SHORT TASK 1 ->
Locate every line of the records that contains the string "platform", treating uppercase and lowercase as distinct, and copy each such line.

I've spoken with hundreds of founders who hired a business coach and walked away feeling like they'd wasted their money. Not because coaching doesn't work — it does, when it's the right fit. They wasted their money because they chose the wrong person for the wrong reasons.
They picked someone with a polished website and a big Instagram following. Or they went with the cheapest option. Or they hired a "general business coach" who'd never actually run a business like theirs. Six months later, they had a lot of frameworks and almost no results.
The business coaching industry has no licensing body, no standard credentials, and no barrier to entry. Anyone can call themselves a business coach. That means the selection process is entirely on you — and if you don't know what to look for, you'll default to the wrong signals.
This guide gives you a rigorous framework for making the right call: what actually matters, what to ignore, the red flags that should end conversations immediately, and the 10 questions to ask in your discovery call before you ever sign a contract.

SHORT TASK 2 ->
In the passage on choosing a business coach, how many questions does the guide say to ask in a discovery call before signing a contract?

DATA EXCERPTS ->
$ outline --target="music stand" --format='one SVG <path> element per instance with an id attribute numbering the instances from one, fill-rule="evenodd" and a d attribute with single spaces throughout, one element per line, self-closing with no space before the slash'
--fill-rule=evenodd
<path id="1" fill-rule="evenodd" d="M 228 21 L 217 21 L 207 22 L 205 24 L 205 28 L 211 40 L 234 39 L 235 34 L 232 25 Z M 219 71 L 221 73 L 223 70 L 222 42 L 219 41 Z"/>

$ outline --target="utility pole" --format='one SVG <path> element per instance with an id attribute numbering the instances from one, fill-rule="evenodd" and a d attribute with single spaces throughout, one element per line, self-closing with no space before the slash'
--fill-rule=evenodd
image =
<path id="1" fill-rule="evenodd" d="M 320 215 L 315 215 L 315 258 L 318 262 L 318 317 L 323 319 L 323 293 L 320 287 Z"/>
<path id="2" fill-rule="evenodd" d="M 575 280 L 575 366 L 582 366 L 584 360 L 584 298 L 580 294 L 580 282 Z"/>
...
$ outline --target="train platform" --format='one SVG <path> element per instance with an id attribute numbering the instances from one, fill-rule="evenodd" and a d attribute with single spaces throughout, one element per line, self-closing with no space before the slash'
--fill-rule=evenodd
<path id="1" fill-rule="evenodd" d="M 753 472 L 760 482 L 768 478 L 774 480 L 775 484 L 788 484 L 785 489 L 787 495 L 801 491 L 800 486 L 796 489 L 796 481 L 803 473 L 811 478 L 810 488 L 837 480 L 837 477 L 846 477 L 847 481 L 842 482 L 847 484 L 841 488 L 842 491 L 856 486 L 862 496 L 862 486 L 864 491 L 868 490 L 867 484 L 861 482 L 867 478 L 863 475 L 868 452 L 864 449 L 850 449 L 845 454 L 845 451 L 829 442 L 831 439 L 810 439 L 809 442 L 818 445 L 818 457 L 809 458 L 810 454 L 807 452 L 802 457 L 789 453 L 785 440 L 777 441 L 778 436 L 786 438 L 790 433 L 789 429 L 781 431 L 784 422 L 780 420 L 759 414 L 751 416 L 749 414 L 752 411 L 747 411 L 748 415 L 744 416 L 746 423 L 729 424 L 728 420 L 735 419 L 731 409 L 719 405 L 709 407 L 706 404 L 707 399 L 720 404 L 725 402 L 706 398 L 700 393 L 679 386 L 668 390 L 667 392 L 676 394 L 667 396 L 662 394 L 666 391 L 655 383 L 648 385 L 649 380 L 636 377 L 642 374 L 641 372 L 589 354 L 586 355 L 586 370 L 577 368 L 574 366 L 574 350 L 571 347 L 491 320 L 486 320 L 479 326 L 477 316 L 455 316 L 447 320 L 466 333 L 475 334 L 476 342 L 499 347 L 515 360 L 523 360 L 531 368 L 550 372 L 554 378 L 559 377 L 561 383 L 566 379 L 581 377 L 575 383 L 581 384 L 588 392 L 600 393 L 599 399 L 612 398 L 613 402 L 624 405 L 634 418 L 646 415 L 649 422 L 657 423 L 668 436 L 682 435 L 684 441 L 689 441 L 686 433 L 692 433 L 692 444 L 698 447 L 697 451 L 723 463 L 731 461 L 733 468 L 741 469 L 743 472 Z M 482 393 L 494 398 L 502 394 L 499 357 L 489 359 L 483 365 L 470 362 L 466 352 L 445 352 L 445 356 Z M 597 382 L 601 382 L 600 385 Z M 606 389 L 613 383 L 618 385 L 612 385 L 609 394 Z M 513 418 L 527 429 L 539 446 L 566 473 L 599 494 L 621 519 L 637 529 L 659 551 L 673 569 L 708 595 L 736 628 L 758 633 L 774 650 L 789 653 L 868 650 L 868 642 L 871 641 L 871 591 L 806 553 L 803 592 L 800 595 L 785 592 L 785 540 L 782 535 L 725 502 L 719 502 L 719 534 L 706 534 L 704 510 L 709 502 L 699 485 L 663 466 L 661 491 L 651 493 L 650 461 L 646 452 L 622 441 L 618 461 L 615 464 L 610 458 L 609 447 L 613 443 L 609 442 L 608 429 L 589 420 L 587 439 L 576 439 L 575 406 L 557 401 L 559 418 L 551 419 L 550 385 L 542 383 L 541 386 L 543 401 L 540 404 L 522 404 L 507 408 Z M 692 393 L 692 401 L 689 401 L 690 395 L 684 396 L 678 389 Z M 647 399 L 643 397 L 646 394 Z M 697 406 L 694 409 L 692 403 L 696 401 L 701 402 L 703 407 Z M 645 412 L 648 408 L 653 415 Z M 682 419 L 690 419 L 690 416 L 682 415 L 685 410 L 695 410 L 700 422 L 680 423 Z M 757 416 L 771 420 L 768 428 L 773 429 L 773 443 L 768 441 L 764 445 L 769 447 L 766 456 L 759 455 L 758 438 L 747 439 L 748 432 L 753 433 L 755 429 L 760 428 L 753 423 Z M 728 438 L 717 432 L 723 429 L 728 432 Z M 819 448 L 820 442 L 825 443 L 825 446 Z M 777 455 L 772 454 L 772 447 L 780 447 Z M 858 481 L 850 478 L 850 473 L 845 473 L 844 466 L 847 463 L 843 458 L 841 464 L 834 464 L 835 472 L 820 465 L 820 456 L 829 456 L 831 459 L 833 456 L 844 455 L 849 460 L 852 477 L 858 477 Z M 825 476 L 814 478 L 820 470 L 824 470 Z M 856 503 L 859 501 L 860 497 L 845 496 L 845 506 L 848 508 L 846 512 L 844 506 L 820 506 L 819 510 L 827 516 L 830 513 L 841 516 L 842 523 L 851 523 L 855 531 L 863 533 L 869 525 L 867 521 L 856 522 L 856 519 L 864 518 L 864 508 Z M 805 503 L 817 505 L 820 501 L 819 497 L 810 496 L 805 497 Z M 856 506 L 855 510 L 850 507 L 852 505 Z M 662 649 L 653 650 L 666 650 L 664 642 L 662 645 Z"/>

RESPONSE 1 ->
$ outline --target="train platform" --format='one SVG <path> element per instance with an id attribute numbering the instances from one, fill-rule="evenodd" and a d attribute with single spaces throughout, one element per line, self-closing with no space before the slash'

RESPONSE 2 ->
Ten questions.